» THE PROBLEM: Reproduce every line of the records below, requests included, but scale the point coordinates in the answers by multiplying each by 2.45 and rounding to the nearest whole number, with halves rounded up. Leave the numbers in the requests and their format samples unchanged, and omit the pictures from your reply.

» DATA TO PROCESS:

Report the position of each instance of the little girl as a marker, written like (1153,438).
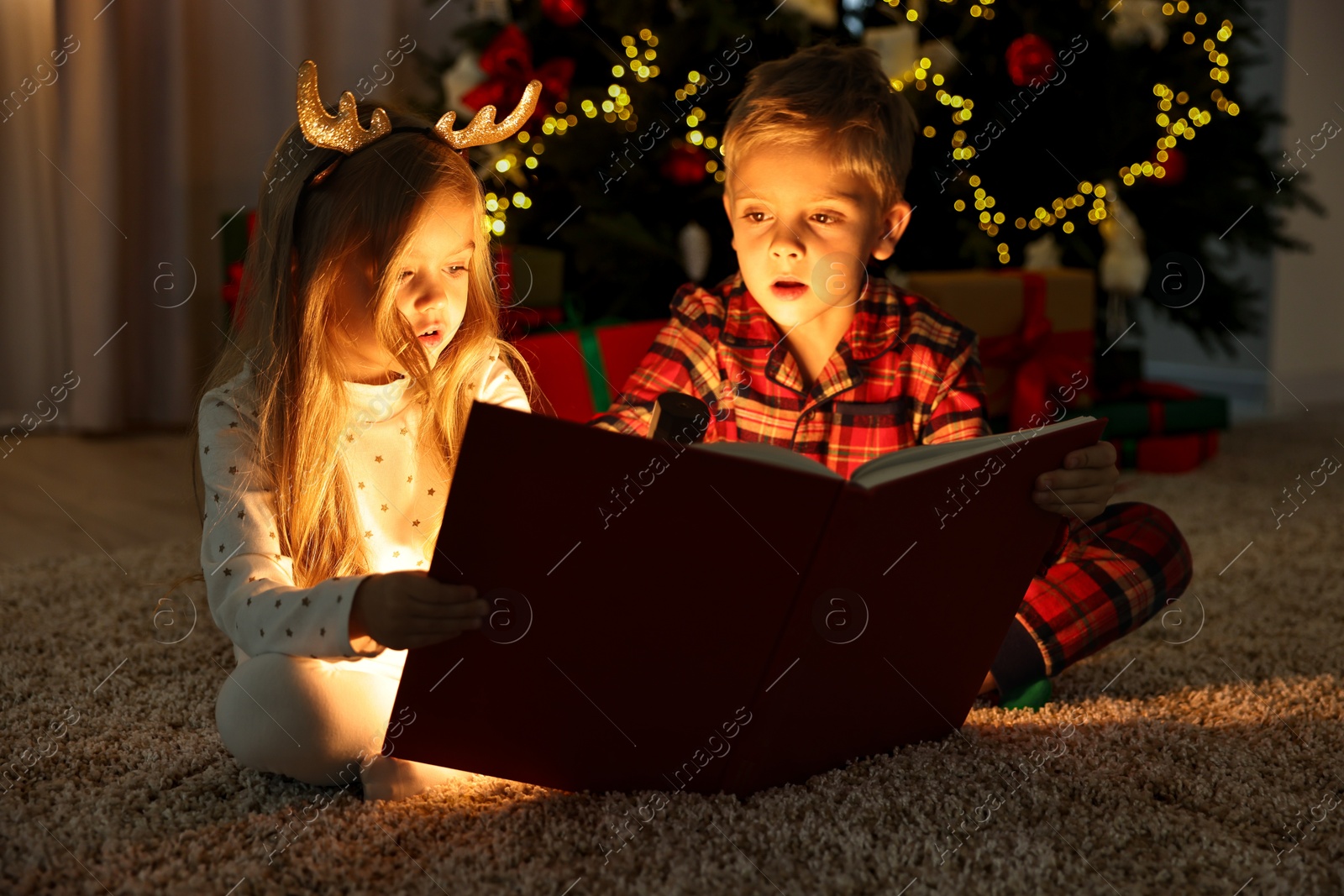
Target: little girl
(328,432)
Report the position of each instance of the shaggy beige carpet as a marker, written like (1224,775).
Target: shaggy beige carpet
(1200,755)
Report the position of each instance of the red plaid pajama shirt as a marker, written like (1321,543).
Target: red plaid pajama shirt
(905,374)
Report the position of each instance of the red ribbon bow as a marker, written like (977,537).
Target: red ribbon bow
(1042,358)
(508,62)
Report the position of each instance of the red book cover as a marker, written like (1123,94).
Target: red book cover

» TASK RESULT:
Report the position of each instance of the little girl as a marker, written like (1153,438).
Target: little girl
(804,1058)
Report the position of each instance of the shaggy beige carpet as a marker, written like (1224,775).
Target: shaggy beige carpet
(2940,1850)
Report the position of each instance of the red plaid pajama shirt as a marker, written like (1321,543).
Target: red plaid pajama shirt
(2217,916)
Report the position of each instance of the red ribbon bow as a marker, written like (977,537).
Target: red ribbon bow
(2553,877)
(1245,152)
Report the position of each instance of the red book cover as a marker, written like (1123,94).
Target: red book cover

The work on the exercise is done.